## Task details:
Rewrite the stretch of the Inflation Reduction Act transcript from "Jon: And what a" through "this new legislation?", replacing "listeners" with "viewers".

::: Selected text

Bruce Hosler: It’s good to be with you, Jon. What a beautiful day we have before us.

Jon: And what a beautiful thing we’re talking about potentially here. That is the Inflation Reduction Act.

We’re recording this on September 14th. This was passed pretty recently to this recording. The Inflation Reduction Act. We’re talking today about what that means for our listeners. Let’s start off with something that’s probably near and dear to a lot of our listeners, and that’s the healthcare premium tax credit.

What has changed with the Obamacare tax credit in this new legislation?

Bruce: Yes. So, as everyone remembers Obamacare, they get a credit depending on their circumstances financially, on how much that credit is. Well, prior to the pandemic, the credit was available to people with income between 100% being equal with the poverty level, and 400%.

Now, the new American Rescue Plan has expanded these to allow people with 400% of the poverty line, to get some credit amounts and they were increased. And now this new inflation reduction act that we’re talking about today.

Jon: Mm-hmm.

Bruce: has extended these tax credits through 2025 in an expanded form. In fact, let me tell you, Jon, we ran the math for a couple that had income of 300,000.

They were 60 years old in Arizona. They could qualify for $7,000 worth of the credit under this new plan. It’s amazing.

Jon: Yeah, that is amazing. And that’s great because I think there is probably a stereotype that, that it’s only available to those that are “low income,” but this might be available to folks that are a lot more, uh, income than we would’ve thought.

Bruce: Right, now, one of the requirements is you have to be getting your insurance off of the marketplace, so you have to be shopping for one of those government plans, but this is amazing what they’ve done, and so, basically we’re all being kind of herded to get this tax credit and take advantage of this new benefit, the premium tax credit for health insurance. So, that’s one of the first parts of the Inflation reduction Act.

Jon: You mentioned the marketplace. Does that include Medicare, Medicaid, or is that something we’ll get into later?

Bruce: No, it’s the health insurance marketplace. So Medicare recipients do not qualify for this, what we’re talking about.

Jon: Okay. We’ll get to more on that later. So, the home energy system tax credits are another piece of this. I know there was a big push to look at environmental stuff going forward, Green energy, things like that. Tell me about the home energy system tax credits.

Bruce: I want to be clear. We’re talking about home energy systems. So wind turbines, solar panels, solar electric equipment, solar powered water heaters, along with all the installation and costs, including labor.

And by the way, let me just pause here. A credit is dollar for dollar. It’s not a tax deduction, it’s a tax credit. So, whatever you spend, you can get a credit dollar for dollar back. So, these credits for these systems, energy system starts in 2023. It can include the cost of a battery storage system as well is eligible.

::::::
::: Record set

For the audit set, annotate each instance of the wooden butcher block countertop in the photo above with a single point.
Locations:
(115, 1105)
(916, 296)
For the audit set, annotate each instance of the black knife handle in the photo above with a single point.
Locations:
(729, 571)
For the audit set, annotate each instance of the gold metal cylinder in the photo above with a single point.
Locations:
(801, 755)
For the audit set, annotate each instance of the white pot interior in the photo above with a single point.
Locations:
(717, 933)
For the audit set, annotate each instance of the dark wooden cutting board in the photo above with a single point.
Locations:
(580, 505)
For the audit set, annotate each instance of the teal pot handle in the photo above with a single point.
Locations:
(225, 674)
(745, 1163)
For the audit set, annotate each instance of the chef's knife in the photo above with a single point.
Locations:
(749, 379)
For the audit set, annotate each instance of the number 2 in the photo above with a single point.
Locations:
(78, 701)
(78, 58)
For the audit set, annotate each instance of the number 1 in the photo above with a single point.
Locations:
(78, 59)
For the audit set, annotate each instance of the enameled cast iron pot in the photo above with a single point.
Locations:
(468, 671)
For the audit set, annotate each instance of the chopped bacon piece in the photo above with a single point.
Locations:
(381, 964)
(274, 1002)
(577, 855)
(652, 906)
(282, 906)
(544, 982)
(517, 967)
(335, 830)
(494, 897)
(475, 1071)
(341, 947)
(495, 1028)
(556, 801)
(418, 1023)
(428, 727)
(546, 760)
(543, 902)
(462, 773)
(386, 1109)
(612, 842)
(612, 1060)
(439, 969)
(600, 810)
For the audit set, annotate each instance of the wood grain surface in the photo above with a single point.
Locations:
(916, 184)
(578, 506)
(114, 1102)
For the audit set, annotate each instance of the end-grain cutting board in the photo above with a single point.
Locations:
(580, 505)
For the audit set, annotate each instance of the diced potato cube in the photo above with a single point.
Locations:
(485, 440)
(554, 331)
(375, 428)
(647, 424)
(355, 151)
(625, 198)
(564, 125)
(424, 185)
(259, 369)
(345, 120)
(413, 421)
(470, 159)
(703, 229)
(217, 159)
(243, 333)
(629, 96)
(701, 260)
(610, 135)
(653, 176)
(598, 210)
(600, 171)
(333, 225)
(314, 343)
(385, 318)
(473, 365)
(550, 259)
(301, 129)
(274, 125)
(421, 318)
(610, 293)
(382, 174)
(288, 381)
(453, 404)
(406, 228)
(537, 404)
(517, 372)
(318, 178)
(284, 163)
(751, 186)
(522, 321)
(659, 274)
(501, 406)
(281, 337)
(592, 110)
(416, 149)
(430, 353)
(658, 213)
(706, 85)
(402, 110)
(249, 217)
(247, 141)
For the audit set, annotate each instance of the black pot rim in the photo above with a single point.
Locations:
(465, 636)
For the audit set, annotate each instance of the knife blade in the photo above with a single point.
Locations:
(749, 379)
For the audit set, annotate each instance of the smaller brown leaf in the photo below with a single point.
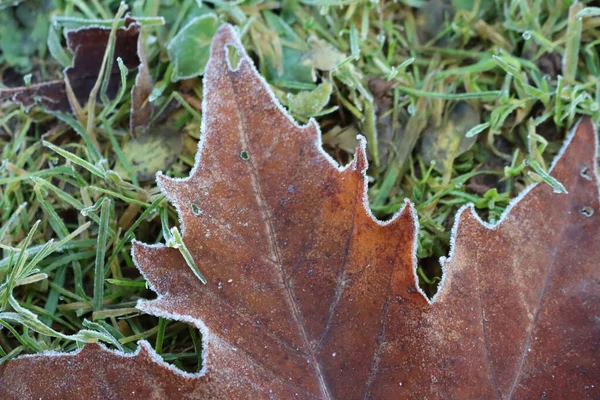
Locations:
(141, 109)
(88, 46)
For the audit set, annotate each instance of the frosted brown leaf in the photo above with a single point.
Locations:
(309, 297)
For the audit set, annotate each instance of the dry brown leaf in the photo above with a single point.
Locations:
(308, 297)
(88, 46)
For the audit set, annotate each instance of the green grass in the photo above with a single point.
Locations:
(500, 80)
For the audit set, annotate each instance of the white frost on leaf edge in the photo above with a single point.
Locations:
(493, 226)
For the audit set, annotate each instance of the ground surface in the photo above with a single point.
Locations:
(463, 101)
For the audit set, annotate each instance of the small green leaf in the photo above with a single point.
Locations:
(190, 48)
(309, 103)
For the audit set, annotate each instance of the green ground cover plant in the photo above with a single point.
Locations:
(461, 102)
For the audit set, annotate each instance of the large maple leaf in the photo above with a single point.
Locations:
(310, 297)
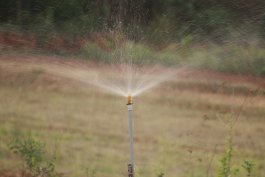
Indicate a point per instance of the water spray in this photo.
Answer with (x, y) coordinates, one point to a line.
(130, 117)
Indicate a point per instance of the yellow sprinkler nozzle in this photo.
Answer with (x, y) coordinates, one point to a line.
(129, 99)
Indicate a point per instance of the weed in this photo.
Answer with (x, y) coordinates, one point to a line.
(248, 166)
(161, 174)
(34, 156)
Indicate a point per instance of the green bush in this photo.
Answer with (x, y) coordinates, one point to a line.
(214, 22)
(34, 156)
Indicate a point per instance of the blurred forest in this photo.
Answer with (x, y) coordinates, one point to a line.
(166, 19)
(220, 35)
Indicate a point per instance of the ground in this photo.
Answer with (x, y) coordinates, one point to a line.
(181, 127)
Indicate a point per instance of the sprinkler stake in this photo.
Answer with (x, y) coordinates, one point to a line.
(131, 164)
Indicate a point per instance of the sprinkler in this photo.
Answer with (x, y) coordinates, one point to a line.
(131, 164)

::::::
::: Record set

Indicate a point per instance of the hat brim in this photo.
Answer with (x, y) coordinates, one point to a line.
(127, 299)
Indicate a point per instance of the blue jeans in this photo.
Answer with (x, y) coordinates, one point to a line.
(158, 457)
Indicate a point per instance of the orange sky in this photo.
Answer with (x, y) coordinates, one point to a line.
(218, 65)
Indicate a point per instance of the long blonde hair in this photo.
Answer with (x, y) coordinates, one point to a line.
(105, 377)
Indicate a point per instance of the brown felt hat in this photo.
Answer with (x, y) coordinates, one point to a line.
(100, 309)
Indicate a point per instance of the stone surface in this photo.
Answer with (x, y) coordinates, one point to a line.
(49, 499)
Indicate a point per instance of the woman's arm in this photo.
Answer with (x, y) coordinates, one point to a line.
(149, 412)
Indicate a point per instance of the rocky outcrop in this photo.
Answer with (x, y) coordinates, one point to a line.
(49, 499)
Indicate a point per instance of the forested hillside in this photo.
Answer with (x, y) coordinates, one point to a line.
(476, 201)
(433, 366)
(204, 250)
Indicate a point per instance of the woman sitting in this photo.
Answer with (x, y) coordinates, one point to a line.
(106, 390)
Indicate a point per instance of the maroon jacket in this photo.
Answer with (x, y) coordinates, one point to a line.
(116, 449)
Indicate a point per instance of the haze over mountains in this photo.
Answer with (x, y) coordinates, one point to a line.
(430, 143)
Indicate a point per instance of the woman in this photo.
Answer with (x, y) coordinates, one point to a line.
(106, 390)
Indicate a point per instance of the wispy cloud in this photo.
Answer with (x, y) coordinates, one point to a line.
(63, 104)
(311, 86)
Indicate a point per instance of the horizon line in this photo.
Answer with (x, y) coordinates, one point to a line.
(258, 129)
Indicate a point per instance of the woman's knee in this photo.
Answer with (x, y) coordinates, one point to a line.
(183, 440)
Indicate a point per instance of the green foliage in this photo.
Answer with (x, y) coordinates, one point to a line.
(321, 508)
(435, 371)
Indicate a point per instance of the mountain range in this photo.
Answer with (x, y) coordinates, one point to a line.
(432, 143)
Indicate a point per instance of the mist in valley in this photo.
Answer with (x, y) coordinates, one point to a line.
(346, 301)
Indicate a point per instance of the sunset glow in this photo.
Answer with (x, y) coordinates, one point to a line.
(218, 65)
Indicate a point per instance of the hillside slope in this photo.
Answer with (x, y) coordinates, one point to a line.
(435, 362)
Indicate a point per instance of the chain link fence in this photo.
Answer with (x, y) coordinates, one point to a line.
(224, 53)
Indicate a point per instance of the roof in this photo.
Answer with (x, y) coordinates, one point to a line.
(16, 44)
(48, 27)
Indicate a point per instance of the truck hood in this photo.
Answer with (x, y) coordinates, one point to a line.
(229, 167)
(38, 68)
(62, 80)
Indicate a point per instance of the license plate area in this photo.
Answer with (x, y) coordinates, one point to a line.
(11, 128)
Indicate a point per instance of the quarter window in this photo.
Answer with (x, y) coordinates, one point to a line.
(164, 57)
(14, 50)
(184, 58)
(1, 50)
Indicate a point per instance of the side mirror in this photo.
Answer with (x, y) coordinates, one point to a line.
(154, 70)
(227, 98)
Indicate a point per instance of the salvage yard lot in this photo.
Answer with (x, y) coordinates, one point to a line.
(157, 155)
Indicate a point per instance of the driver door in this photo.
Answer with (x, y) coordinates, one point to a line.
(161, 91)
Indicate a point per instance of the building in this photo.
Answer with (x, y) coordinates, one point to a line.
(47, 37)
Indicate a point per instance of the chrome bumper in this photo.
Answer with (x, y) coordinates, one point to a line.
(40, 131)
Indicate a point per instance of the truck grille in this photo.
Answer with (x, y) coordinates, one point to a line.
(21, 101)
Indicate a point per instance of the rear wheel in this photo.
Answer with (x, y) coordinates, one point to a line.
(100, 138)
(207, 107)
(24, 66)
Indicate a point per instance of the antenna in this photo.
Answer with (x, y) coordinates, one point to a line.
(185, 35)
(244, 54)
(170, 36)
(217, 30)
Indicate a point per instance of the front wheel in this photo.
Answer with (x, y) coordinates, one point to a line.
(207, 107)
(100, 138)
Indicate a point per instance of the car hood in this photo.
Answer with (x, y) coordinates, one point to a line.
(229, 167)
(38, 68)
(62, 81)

::::::

## Output for this task:
Jon: And what a beautiful thing we’re talking about potentially here. That is the Inflation Reduction Act.

We’re recording this on September 14th. This was passed pretty recently to this recording. The Inflation Reduction Act. We’re talking today about what that means for our viewers. Let’s start off with something that’s probably near and dear to a lot of our viewers, and that’s the healthcare premium tax credit.

What has changed with the Obamacare tax credit in this new legislation?